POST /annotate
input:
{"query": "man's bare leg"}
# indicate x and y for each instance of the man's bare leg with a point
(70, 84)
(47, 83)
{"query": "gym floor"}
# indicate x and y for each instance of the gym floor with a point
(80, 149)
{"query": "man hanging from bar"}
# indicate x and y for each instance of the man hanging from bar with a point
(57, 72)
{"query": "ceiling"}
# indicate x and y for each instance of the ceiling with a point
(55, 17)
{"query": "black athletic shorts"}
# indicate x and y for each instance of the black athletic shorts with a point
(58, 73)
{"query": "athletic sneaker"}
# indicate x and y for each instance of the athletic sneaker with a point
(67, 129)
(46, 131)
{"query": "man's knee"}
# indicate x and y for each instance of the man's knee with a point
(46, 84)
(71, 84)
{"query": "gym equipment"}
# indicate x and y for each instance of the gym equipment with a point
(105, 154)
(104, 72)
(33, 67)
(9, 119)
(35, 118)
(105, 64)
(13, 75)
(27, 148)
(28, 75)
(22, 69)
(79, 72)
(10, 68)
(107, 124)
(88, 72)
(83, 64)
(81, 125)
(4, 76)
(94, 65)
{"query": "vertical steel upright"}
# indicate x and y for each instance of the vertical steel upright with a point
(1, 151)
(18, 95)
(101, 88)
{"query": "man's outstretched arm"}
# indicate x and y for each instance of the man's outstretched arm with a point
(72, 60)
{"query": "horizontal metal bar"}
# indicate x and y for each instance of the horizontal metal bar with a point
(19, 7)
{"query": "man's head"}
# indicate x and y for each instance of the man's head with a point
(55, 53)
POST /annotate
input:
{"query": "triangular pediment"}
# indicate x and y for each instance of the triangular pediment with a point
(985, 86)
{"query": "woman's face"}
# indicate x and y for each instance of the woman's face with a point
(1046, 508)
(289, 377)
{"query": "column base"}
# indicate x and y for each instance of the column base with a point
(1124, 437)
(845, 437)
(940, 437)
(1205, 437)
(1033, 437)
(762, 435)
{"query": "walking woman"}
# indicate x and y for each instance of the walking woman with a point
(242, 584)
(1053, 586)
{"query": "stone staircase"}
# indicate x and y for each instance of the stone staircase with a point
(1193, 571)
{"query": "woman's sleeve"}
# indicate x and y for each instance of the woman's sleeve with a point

____________________

§ **DIRECTIONS FOR THIS TASK**:
Search the preceding listing for "sleeve" and extract every line where it is found.

§ **WRITTEN REPLY**:
{"query": "woman's sleeve"}
# indicate x and y for each instance of the woman's sleeve with a point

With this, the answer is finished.